(Stored items)
◆ ◆ ◆ ◆ ◆

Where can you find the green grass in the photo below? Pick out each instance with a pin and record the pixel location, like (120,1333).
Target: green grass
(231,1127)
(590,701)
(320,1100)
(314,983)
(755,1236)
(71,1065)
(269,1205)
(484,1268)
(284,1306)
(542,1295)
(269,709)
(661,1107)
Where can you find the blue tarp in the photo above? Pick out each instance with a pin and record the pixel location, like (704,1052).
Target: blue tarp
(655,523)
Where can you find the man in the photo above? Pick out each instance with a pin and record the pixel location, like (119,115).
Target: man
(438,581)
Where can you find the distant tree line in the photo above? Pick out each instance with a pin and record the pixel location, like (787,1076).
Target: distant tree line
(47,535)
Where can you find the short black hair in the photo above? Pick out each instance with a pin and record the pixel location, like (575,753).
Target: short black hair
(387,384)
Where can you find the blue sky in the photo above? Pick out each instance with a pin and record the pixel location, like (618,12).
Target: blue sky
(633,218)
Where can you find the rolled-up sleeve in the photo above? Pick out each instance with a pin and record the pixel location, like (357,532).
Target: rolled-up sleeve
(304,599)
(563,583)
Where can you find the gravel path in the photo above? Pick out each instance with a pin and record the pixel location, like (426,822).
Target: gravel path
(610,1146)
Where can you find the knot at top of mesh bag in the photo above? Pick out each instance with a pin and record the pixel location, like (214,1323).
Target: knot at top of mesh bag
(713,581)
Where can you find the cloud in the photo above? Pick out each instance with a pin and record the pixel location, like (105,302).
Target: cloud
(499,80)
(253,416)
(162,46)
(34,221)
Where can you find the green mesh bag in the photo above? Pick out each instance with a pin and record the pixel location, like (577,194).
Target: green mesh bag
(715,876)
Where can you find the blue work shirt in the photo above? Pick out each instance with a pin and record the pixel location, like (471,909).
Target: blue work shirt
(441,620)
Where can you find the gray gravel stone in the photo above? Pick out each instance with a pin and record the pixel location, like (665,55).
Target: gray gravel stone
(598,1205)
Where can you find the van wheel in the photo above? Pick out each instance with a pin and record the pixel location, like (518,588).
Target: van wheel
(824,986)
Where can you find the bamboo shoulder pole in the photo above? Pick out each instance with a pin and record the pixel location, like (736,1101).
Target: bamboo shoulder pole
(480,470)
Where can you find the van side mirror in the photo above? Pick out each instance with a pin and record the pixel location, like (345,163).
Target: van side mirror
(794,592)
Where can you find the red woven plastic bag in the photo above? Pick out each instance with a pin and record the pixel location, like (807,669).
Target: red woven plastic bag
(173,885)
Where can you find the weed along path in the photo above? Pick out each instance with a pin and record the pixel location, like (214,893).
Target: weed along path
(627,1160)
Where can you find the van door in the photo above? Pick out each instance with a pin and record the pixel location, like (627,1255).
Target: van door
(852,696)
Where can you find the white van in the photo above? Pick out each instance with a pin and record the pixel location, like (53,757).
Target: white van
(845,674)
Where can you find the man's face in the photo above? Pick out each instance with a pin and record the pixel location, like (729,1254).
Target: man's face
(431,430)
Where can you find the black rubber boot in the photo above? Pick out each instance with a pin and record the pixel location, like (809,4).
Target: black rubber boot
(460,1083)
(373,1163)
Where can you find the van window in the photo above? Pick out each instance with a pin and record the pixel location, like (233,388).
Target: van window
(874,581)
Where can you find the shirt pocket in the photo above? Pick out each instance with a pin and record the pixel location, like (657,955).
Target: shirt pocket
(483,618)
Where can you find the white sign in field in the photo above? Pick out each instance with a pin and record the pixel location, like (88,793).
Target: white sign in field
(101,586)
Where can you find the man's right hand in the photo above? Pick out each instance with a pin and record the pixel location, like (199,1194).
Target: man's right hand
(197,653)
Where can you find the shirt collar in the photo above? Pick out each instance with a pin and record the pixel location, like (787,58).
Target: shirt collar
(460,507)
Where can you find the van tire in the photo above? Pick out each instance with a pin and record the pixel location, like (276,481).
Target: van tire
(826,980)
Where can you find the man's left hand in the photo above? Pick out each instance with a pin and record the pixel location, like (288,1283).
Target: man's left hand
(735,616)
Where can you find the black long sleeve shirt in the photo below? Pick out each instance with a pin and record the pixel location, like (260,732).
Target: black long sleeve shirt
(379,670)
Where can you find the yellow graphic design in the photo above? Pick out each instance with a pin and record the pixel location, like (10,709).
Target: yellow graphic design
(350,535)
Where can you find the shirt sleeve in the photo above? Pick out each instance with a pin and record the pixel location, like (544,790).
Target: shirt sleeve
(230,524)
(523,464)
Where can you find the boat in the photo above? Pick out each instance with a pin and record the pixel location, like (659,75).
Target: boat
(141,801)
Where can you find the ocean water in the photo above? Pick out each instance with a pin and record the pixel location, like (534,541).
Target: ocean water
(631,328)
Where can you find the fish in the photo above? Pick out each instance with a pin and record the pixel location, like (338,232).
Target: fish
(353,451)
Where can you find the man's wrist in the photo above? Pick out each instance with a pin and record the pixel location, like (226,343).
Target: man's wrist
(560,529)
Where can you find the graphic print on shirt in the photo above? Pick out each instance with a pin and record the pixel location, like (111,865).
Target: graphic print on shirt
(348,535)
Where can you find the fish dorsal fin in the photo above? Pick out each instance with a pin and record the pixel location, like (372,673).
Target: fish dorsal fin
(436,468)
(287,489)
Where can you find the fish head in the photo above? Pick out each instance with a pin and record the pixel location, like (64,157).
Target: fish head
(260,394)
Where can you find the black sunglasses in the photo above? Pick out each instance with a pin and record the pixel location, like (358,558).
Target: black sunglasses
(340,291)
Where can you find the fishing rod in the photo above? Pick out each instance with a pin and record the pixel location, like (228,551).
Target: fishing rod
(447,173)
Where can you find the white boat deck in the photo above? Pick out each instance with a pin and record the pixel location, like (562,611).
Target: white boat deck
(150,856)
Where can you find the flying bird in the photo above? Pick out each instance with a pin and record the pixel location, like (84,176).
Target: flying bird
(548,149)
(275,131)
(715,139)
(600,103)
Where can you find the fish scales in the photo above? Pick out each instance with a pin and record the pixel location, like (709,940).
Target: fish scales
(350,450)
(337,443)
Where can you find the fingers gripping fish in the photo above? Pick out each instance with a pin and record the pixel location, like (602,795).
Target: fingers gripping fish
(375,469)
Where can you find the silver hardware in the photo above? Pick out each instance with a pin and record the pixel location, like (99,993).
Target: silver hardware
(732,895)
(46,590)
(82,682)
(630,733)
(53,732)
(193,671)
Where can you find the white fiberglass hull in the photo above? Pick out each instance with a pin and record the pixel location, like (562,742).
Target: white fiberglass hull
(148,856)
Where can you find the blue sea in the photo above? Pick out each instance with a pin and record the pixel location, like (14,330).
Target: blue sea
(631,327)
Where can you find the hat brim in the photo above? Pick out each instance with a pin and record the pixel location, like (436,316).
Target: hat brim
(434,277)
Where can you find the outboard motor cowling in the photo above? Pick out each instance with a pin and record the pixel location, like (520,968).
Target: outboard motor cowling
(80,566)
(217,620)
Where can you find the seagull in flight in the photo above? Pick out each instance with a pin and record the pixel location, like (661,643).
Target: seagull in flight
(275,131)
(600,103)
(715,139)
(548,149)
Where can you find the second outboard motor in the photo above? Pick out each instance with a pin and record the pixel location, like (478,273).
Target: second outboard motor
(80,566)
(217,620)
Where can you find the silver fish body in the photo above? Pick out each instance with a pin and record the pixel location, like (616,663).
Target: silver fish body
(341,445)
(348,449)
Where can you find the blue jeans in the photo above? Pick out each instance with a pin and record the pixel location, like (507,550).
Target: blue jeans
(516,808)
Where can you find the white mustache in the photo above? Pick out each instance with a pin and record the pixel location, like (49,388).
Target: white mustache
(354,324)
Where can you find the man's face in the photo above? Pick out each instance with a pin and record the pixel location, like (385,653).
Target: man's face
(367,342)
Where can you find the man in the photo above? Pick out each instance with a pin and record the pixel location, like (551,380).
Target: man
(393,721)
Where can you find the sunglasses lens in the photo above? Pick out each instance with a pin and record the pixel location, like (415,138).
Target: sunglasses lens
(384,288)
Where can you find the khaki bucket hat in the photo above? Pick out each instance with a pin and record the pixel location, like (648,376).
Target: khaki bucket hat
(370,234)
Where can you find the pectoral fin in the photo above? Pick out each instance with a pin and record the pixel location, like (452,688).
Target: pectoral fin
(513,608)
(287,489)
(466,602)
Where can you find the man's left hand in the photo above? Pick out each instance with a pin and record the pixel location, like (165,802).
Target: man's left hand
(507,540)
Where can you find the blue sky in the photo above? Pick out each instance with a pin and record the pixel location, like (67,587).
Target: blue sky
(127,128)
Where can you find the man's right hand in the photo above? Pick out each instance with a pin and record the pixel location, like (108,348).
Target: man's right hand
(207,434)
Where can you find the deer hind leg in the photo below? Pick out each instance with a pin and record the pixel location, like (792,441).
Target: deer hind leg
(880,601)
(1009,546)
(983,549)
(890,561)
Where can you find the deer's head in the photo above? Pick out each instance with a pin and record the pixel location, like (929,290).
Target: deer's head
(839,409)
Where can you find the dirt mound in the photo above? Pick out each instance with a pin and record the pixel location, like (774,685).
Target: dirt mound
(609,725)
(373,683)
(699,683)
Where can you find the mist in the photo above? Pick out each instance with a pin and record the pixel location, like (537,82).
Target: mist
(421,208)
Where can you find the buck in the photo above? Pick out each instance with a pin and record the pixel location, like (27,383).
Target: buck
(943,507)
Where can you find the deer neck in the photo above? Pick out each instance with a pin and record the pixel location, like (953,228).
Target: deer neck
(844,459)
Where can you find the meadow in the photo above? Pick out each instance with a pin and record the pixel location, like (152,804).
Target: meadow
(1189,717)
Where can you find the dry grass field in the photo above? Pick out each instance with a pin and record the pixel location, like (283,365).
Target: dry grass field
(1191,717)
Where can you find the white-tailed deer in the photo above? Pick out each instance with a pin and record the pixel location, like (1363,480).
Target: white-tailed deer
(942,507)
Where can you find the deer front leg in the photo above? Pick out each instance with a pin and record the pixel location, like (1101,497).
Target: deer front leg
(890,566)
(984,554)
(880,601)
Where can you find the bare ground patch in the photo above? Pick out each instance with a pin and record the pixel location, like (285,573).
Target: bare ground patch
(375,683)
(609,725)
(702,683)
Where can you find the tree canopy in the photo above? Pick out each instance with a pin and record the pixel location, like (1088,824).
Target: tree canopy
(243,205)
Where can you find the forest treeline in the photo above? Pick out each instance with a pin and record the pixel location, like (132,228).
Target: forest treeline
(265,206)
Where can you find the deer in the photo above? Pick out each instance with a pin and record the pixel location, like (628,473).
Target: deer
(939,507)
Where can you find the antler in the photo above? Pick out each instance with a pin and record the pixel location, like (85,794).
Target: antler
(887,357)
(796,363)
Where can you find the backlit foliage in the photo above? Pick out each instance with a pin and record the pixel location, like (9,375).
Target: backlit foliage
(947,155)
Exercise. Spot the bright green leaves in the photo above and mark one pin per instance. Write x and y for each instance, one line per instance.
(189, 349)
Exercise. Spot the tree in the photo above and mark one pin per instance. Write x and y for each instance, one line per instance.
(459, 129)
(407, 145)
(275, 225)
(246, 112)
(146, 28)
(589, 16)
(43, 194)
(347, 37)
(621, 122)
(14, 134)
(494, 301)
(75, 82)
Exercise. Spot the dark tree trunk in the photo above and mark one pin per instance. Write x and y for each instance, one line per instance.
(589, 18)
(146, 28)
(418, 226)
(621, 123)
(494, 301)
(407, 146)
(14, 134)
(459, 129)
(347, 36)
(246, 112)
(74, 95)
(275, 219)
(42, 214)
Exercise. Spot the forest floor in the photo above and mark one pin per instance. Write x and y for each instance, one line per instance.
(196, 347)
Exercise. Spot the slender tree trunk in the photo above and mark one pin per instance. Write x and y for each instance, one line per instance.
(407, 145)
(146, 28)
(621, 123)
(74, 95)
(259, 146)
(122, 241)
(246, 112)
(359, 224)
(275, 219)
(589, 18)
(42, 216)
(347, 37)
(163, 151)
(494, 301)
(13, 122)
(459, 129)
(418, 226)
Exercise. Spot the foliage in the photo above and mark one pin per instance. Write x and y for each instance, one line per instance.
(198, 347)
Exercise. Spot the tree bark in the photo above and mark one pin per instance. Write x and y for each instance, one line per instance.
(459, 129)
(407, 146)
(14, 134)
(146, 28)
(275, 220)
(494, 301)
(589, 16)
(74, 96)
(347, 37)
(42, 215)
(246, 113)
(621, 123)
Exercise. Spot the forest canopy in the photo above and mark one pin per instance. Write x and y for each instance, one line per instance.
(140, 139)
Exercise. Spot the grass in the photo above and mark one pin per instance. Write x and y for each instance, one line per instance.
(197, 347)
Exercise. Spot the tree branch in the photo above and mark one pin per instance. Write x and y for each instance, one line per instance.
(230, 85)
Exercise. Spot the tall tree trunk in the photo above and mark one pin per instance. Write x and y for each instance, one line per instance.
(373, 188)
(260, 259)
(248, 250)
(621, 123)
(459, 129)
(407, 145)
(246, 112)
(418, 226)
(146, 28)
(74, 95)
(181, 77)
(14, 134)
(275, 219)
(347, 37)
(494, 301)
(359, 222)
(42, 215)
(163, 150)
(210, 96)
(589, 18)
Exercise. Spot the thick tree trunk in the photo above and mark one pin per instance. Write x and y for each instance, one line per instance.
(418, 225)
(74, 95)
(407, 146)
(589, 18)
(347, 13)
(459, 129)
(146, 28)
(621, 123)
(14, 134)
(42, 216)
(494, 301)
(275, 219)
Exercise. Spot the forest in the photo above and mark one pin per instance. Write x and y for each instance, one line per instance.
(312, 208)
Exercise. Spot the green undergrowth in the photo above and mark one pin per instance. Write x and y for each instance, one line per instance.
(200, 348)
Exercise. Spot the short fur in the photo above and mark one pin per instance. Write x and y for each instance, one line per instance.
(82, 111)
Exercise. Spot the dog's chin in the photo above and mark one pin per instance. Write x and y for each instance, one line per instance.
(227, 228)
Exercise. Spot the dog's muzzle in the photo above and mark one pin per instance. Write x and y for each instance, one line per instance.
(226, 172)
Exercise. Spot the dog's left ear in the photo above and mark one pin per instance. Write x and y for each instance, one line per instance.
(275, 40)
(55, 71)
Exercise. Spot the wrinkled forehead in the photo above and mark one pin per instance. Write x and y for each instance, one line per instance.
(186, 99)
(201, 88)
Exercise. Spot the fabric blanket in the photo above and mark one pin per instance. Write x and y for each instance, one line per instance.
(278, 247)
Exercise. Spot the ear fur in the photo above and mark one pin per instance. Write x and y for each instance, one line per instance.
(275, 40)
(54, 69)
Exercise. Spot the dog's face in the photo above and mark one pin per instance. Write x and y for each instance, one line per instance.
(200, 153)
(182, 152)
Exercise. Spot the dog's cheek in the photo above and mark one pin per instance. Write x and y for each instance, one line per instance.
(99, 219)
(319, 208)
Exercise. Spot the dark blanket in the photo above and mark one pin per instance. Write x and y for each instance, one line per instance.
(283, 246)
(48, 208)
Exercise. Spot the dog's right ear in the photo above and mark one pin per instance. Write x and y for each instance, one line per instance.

◆ ◆ ◆ ◆ ◆

=== PROBLEM STATEMENT ===
Copy out each line of the data that holds the string "below".

=== EXPECTED ANSWER ===
Where can you find the green grass in the photo below? Pick out each instance with a pin and record the pixel location, like (120,1333).
Where can you find the black long sleeve shirt in the photo below? Pick out each instance with a pin and record the pixel location, like (260,732).
Where can you find the deer hind leg in the photo below? Pick out each instance with a pin and record the pixel location, like (792,441).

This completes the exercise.